## Task to carry out:
Although the records contain pictures, repeat only the text of every line exactly.

=-=-=

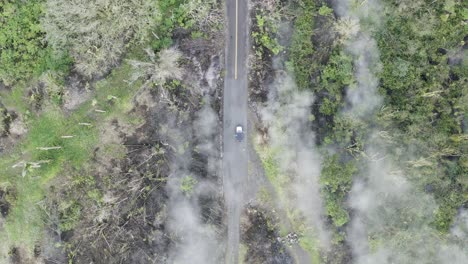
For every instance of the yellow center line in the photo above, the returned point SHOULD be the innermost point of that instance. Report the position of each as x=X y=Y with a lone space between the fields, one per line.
x=235 y=51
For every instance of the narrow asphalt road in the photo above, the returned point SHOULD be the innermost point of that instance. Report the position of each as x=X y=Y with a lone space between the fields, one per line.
x=235 y=155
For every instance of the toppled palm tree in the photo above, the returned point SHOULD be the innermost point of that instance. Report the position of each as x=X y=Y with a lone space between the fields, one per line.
x=158 y=70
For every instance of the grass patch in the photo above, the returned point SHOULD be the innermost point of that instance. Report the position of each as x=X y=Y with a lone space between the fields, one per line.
x=24 y=224
x=281 y=183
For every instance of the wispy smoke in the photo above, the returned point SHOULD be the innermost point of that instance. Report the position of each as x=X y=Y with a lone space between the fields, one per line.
x=391 y=218
x=196 y=240
x=286 y=116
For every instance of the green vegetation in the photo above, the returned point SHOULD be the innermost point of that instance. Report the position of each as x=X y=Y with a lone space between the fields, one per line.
x=427 y=56
x=187 y=184
x=335 y=179
x=93 y=32
x=282 y=186
x=55 y=145
x=264 y=33
x=301 y=61
x=24 y=52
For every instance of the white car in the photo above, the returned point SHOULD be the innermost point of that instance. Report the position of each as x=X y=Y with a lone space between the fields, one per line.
x=239 y=133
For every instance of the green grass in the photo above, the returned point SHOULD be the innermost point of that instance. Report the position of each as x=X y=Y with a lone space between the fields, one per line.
x=25 y=222
x=281 y=183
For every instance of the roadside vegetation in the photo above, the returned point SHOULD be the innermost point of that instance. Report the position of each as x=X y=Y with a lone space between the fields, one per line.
x=88 y=94
x=420 y=123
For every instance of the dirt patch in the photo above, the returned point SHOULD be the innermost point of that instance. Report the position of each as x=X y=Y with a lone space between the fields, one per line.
x=262 y=240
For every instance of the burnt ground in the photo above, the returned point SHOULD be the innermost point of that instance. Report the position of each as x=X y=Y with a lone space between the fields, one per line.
x=262 y=240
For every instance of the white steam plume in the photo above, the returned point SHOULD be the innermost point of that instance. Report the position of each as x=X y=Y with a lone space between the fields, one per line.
x=286 y=116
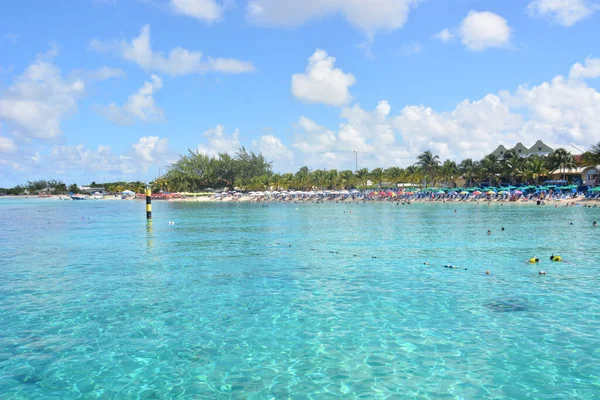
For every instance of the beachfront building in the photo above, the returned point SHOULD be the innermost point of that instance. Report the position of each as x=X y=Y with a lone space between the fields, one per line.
x=539 y=148
x=588 y=176
x=92 y=190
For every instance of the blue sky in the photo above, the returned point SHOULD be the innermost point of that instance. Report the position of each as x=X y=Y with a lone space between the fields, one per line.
x=107 y=89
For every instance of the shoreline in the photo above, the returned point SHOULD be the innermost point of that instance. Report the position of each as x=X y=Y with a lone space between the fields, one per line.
x=249 y=199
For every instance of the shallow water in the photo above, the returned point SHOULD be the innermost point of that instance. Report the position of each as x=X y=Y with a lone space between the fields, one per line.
x=94 y=303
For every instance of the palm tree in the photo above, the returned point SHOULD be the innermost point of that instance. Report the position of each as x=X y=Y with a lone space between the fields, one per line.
x=394 y=174
x=276 y=181
x=287 y=180
x=592 y=157
x=362 y=175
x=512 y=164
x=562 y=160
x=535 y=167
x=429 y=164
x=377 y=175
x=467 y=169
x=332 y=179
x=413 y=174
x=450 y=172
x=491 y=167
x=318 y=177
x=302 y=178
x=346 y=178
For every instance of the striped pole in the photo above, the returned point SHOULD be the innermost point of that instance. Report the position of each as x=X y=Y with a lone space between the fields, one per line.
x=148 y=203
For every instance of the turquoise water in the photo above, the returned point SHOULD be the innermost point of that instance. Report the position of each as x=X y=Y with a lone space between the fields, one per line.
x=93 y=303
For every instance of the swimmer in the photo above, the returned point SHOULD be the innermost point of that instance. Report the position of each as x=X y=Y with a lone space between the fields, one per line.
x=555 y=258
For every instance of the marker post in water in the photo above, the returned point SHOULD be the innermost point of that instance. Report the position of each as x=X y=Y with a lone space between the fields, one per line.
x=148 y=203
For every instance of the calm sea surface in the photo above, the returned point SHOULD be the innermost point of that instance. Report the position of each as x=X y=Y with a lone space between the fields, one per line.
x=242 y=301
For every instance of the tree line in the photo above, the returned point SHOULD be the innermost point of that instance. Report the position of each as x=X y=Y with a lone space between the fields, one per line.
x=197 y=172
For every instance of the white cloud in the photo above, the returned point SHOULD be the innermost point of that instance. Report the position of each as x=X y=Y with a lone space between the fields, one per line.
x=275 y=151
x=203 y=10
x=7 y=145
x=563 y=111
x=219 y=142
x=410 y=49
x=322 y=82
x=444 y=35
x=140 y=105
x=70 y=161
x=180 y=61
x=369 y=16
x=152 y=150
x=104 y=73
x=563 y=12
x=482 y=30
x=591 y=69
x=38 y=100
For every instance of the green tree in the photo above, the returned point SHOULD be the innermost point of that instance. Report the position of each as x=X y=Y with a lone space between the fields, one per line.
x=362 y=175
x=429 y=164
x=395 y=175
x=468 y=169
x=535 y=168
x=450 y=172
x=512 y=165
x=592 y=156
x=377 y=175
x=346 y=179
x=561 y=160
x=491 y=167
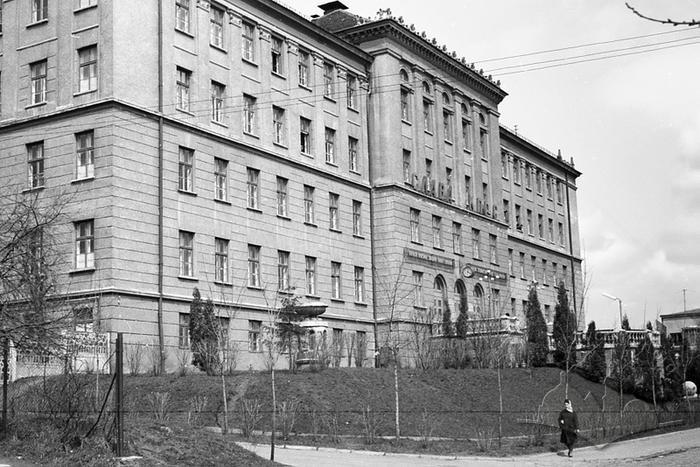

=-=-=

## Completed task:
For every instance of the yellow center line in the photo above, the returned point SHOULD be the innermost point of that instance. Report the position of each as x=X y=Y with a lone space between the fields, one per line.
x=235 y=51
For every instance of the narrow asphalt road in the photo above, the returned point SHOULD be the innermost point of that instance. Report the position of each as x=X y=Y with a lone space between the fields, one per line.
x=235 y=155
For every instance of the toppled palm tree in the photo above, the returned point SHOULD be the innermost point of that instance. Report the position of each as x=X y=Y with a lone space between the fields, one per line.
x=158 y=70
For every instance of the grass patch in the photo above, the returned point SHOULD be the innermost point of that instance. Report the position of each as x=X y=Y with a lone space between the fields, one per line.
x=24 y=224
x=281 y=183
For every instance of the wispy smoke in the photo above, the returned point SHOULD be the innermost point of that instance. Report the position of each as x=X y=Y with a lone space between the fields, one per line.
x=391 y=218
x=196 y=240
x=286 y=116
For every instance of the green vegetation in the photo above, the returned point SHOULD be the innermost point of that instance. Report the position of each as x=X y=Y with a lone space between the fields, one per line.
x=427 y=56
x=187 y=184
x=335 y=179
x=93 y=32
x=282 y=186
x=55 y=145
x=264 y=33
x=301 y=61
x=24 y=52
For every instance of the white car in the photo above, the returned point SHOULD be the innermost point of that instance. Report the position of each as x=X y=Y with a lone space between the fields, one per line.
x=239 y=133
For every instance of the green grass in the photo above, the returned point SHOULD be the innermost point of that instance. Report the position of each as x=X y=Y with a lone space between the fields, one per line.
x=25 y=222
x=281 y=183
For every instance of the roadside vegetation in the photo above, the returned point SHOULD be the innermost point of that instance. Report the position of each as x=X y=Y with a lone space between the fields, one per line.
x=88 y=94
x=420 y=123
For every instance of the dirt patch in the photo above, the returned point SHOULD be the innermost point of that instance. Report the position of each as x=X y=Y with a lone space between the fields, one per line.
x=262 y=240
For every instance of the burnt ground in the photo above, the returned point SHOULD be the innermost point of that instance. Report the position of each as x=X y=Y with a lone space between the fields, one per line.
x=262 y=240
For every instance of the white steam plume in the photo above, the returned point SHOULD be the innermost point of that instance. Report the position of each as x=X y=Y with a lone space between the fields, one per line.
x=286 y=116
For every instance of the beachfront building in the photo above, the returned point SHOULD be the innermost point of that instance. Report the position of each as x=X y=Y with a lone space between the fields, one per line.
x=539 y=148
x=588 y=176
x=92 y=190
For every instance of the blue sky in the photo above, the returned point SHOULD be the innermost point of that instance. Report the position of each as x=X y=Y with a lone space between the fields, one per line.
x=107 y=89
For every instance of the shoreline in the photo above, the returned point SHOULD be the innermost point of that instance. Report the position of each as x=X y=Y with a lone space between the fields, one per line.
x=249 y=199
For every instance of the shallow water in the photo above, the returned point SHOULD be the innermost point of that instance. Report the position of each as x=X y=Y with a lone space between the fields, one per line.
x=94 y=303
For every instance of the palm tree in the photo above, the returned point SHOULD be the innermost point of that instance. Report the position of each as x=X y=Y with a lone space between the fields, one per line.
x=394 y=174
x=276 y=181
x=287 y=180
x=592 y=157
x=362 y=175
x=512 y=164
x=562 y=160
x=535 y=167
x=429 y=164
x=377 y=175
x=467 y=169
x=332 y=179
x=413 y=174
x=450 y=172
x=491 y=167
x=318 y=177
x=302 y=178
x=346 y=178
For every instance of the striped pole in the photo above, the returned point SHOULD be the innermost point of that instance. Report the position of each as x=X y=Y with a lone space between the fields, one per line.
x=148 y=203
For every instance of the turquoise water in the photo above, the returned point SHOULD be the innermost point of that instance. Report the position of each as x=X y=Y with a lone space between the fields, one per line.
x=93 y=303
For every instance of the swimmer in the photo above, the returned point SHOULD be the innermost point of that instance. Report the position of each as x=X y=Y with a lone space between the fields, one per line.
x=555 y=258
For every instance of the marker post in water in the photo above, the returned point SHOULD be the innermost point of that instance. Report the position of each as x=X y=Y with a lone space between the fields, one per line.
x=148 y=203
For every instance of the calm sea surface in the photo above, the returned point SHOULD be the innermost point of that instance. Report the position of each as x=X y=Y with a lone space between the fields, one per line.
x=242 y=301
For every instance of the tree line in the photo above, the returned point SHOULD be the innermost point of that instance. Report the position of each as x=X y=Y with a lone space between the fields, one per line.
x=197 y=172
For every instance of the white cloud in the photo above, the returned point SHOULD be the innermost point of that instance. Report the position of each as x=X y=Y with a lone space between the fields, one per line.
x=275 y=151
x=203 y=10
x=7 y=145
x=563 y=111
x=219 y=142
x=410 y=49
x=322 y=82
x=444 y=35
x=140 y=105
x=70 y=161
x=180 y=61
x=369 y=16
x=152 y=150
x=104 y=73
x=563 y=12
x=482 y=30
x=591 y=69
x=38 y=100
For every instance of the green tree in the photo above, the returned point SHOULD be the innermost point of that instance. Report the position of each as x=X y=Y with a lone space between the fields, one per line.
x=362 y=175
x=429 y=164
x=395 y=175
x=468 y=169
x=535 y=168
x=450 y=172
x=512 y=165
x=592 y=156
x=377 y=175
x=346 y=179
x=561 y=160
x=491 y=167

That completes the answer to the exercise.